Dataset entries on object locations:

:::

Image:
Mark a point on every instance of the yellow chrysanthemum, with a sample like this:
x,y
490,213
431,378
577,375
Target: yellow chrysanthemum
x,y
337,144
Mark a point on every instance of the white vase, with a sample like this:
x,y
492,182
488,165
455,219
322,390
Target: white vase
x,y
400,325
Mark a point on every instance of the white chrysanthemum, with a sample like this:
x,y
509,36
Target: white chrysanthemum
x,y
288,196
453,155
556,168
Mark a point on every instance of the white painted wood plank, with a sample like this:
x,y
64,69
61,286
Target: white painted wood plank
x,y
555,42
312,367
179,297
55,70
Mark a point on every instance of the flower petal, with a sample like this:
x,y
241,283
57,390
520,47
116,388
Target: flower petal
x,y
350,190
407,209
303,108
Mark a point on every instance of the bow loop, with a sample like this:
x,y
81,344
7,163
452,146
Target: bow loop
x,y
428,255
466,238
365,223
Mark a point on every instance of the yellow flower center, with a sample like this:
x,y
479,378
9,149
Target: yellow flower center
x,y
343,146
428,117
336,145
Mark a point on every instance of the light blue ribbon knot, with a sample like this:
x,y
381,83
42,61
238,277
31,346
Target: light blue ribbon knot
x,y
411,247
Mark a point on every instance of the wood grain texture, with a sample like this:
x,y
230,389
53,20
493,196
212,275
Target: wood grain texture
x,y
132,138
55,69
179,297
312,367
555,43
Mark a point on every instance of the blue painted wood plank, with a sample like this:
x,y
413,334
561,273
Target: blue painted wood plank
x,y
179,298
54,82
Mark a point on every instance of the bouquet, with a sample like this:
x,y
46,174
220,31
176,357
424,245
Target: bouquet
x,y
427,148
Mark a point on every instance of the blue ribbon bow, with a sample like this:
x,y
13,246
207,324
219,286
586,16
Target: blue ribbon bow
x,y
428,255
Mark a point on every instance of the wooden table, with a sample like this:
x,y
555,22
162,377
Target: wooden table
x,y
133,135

:::

Aim: Could you turn every one of the entries above into a numbered list, leaving out any blank lines?

Task solution:
1. Image:
2. Mark a point on every instance of the yellow chrysanthemum, with a sample like this:
3. x,y
4. 490,213
5. 431,378
6. 577,375
7. Target: yellow chrysanthemum
8. x,y
9. 337,144
10. Mark a point on every instance of the white vase, with a sample like this:
11. x,y
12. 492,182
13. 488,165
14. 455,219
15. 322,390
16. Target: white vase
17. x,y
18. 400,325
19. Mark a point on every instance of the white chrysanthemum, with a sample like this:
20. x,y
21. 509,36
22. Target: white chrysanthemum
23. x,y
24. 288,196
25. 453,155
26. 556,168
27. Mark a point on every instance of the white painted wood plank, with a sample like this:
28. x,y
29. 64,69
30. 61,286
31. Target: white painted wood plank
32. x,y
33. 555,42
34. 312,367
35. 179,297
36. 55,70
37. Mark a point on every instance of the flower petal, with a sample like this:
38. x,y
39. 241,283
40. 57,390
41. 520,47
42. 116,388
43. Target: flower petal
44. x,y
45. 350,190
46. 407,209
47. 303,108
48. Mark a point on every instance of the bow loop, with a sample like this:
49. x,y
50. 81,344
51. 7,163
52. 452,146
53. Target: bow loop
54. x,y
55. 428,255
56. 466,238
57. 365,223
58. Mark a point on every instance of the yellow flower center, with a sample like this:
59. x,y
60. 479,378
61. 9,149
62. Target: yellow flower center
63. x,y
64. 343,146
65. 428,117
66. 336,145
67. Mark a point on every instance of the light blue ribbon knot, with a sample like this:
68. x,y
69. 381,83
70. 42,61
71. 238,277
72. 31,346
73. Target: light blue ribbon knot
74. x,y
75. 411,247
76. Mark a point on every instance of the wood grain texture, with a sample like this:
77. x,y
78. 230,389
79. 53,20
80. 493,196
81. 212,275
82. Target: wood grain texture
83. x,y
84. 132,138
85. 55,69
86. 179,297
87. 312,367
88. 555,43
89. Mark a point on every instance of the blue painted wood plank, with a sample like this:
90. x,y
91. 413,334
92. 561,273
93. Target: blue painted wood plank
94. x,y
95. 179,298
96. 54,82
97. Mark a point on every instance of the bouquet, with a sample like this:
98. x,y
99. 46,174
100. 220,31
101. 176,357
102. 424,245
103. Target: bouquet
104. x,y
105. 427,148
106. Mark a point on every instance of the blue ribbon bow, with a sample like this:
107. x,y
108. 13,246
109. 207,324
110. 219,286
111. 586,16
112. Target: blue ribbon bow
113. x,y
114. 428,255
115. Mark a point on every instance of the wooden table, with a sample like this:
116. x,y
117. 555,22
118. 162,377
119. Target: wooden table
120. x,y
121. 133,135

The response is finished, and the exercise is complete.